Saved entries:
%%

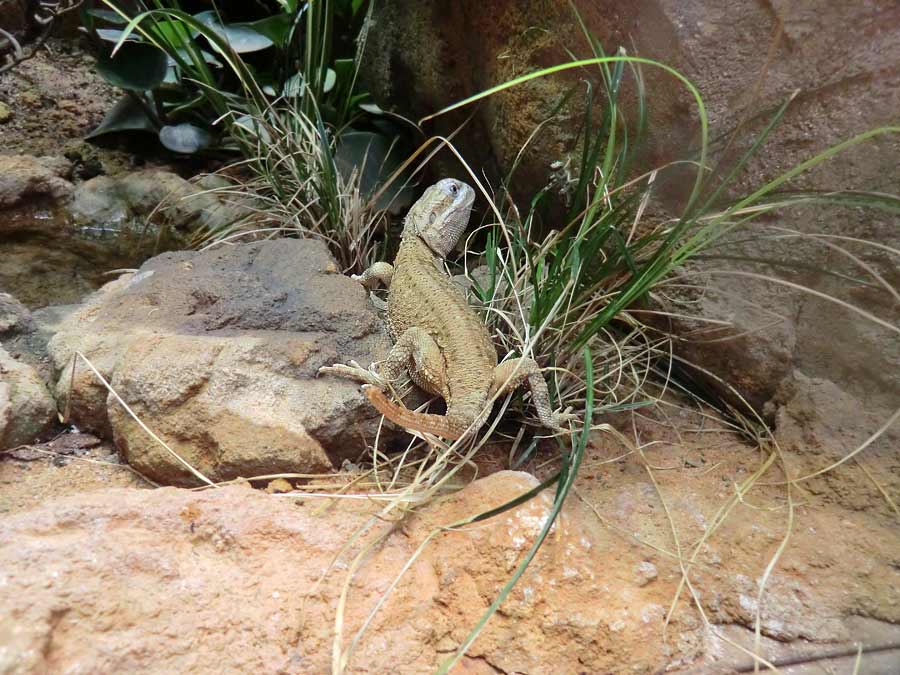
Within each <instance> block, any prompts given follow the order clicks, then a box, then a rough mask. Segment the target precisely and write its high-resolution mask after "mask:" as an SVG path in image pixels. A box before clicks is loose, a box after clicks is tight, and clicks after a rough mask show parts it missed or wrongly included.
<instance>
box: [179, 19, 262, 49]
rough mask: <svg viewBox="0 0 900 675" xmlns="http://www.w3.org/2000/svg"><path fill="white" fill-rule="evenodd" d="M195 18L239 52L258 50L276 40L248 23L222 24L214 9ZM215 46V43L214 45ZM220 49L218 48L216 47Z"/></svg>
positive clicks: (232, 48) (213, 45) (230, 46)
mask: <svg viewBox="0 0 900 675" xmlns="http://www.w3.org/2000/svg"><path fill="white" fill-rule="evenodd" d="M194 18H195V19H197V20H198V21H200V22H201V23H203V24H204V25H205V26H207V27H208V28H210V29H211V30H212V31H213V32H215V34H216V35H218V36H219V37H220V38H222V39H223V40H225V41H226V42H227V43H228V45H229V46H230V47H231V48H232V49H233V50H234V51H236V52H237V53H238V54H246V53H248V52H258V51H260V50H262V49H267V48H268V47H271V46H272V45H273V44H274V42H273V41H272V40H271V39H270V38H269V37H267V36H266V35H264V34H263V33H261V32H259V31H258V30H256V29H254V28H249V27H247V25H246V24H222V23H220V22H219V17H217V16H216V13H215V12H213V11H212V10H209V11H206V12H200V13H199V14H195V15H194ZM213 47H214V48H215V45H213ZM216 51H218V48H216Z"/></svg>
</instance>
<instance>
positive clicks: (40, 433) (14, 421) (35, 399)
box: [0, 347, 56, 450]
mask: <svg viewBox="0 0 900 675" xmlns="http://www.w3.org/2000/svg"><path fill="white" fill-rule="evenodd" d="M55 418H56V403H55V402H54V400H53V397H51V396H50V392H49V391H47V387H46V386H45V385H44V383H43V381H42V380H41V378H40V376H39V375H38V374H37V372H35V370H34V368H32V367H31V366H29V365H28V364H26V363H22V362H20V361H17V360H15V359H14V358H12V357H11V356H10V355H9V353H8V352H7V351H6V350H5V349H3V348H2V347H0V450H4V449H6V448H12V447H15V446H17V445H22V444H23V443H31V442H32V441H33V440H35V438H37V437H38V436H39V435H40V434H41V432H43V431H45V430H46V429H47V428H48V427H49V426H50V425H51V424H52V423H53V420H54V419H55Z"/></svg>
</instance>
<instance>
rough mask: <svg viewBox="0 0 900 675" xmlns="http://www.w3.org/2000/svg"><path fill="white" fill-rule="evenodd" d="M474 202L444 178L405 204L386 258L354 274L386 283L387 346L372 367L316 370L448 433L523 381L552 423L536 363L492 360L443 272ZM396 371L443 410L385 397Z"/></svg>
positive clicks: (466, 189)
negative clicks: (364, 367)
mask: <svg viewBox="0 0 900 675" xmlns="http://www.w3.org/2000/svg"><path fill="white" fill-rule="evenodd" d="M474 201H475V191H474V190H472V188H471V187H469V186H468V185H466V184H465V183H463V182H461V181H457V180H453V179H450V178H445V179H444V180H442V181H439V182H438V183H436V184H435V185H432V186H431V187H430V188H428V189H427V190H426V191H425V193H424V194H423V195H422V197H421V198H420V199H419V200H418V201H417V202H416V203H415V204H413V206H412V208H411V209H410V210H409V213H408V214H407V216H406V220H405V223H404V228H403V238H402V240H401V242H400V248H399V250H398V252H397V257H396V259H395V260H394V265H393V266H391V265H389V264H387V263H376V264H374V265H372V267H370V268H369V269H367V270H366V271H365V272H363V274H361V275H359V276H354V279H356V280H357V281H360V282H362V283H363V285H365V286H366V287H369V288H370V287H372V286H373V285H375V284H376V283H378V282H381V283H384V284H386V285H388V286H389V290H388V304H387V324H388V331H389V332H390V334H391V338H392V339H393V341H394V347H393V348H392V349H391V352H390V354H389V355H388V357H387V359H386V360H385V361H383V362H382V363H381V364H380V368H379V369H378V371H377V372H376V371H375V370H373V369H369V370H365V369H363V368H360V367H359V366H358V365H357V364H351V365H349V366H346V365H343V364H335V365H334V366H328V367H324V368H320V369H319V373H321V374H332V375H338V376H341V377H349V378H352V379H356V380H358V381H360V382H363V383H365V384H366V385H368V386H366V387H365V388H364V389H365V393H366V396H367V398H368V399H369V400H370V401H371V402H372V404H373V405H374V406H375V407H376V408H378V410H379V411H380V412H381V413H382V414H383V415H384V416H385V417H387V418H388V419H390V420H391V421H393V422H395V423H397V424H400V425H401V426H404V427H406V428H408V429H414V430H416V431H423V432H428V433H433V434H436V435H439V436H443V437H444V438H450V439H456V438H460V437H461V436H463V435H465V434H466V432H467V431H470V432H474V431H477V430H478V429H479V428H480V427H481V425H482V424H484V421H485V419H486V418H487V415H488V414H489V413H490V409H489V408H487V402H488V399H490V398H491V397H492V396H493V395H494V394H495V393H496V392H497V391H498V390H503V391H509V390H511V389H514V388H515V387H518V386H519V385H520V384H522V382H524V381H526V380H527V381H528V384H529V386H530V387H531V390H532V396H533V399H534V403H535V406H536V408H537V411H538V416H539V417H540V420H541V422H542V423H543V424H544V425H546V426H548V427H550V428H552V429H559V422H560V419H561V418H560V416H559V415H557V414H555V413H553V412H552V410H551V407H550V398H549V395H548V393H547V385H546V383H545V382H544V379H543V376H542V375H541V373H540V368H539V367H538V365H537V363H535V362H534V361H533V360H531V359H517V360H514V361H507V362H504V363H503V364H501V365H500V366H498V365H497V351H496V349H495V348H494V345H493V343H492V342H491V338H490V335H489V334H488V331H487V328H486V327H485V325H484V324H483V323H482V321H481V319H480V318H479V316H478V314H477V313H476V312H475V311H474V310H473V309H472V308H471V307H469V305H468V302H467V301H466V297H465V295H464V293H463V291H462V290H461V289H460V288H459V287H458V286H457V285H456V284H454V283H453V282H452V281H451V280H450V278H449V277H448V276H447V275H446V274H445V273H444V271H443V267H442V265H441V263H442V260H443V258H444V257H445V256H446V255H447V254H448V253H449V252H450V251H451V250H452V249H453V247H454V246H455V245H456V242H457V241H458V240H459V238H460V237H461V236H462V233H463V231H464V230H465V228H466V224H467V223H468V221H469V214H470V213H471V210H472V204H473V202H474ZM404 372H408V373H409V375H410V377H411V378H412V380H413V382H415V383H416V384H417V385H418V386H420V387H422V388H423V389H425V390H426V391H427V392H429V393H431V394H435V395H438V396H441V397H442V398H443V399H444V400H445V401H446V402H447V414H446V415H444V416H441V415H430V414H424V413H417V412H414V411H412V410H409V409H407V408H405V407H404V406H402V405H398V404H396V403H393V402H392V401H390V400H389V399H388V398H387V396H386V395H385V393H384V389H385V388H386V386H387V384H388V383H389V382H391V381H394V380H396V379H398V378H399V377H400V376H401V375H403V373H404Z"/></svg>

%%

• _Required action_
Put the lines from the start of the rows through the line that contains "box: [179, 19, 262, 49]" into a Markdown table with the columns Number and Text, numbering each line and skipping blank ones. Leave the picture out of the answer.

• _Answer below_
| Number | Text |
|---|---|
| 1 | Within each <instance> block, any prompts given follow the order clicks, then a box, then a rough mask. Segment the target precisely and write its high-resolution mask after "mask:" as an SVG path in image pixels. A box before clicks is loose, a box after clicks is tight, and clicks after a rough mask show parts it missed or wrongly included. |
| 2 | <instance> |
| 3 | box: [179, 19, 262, 49] |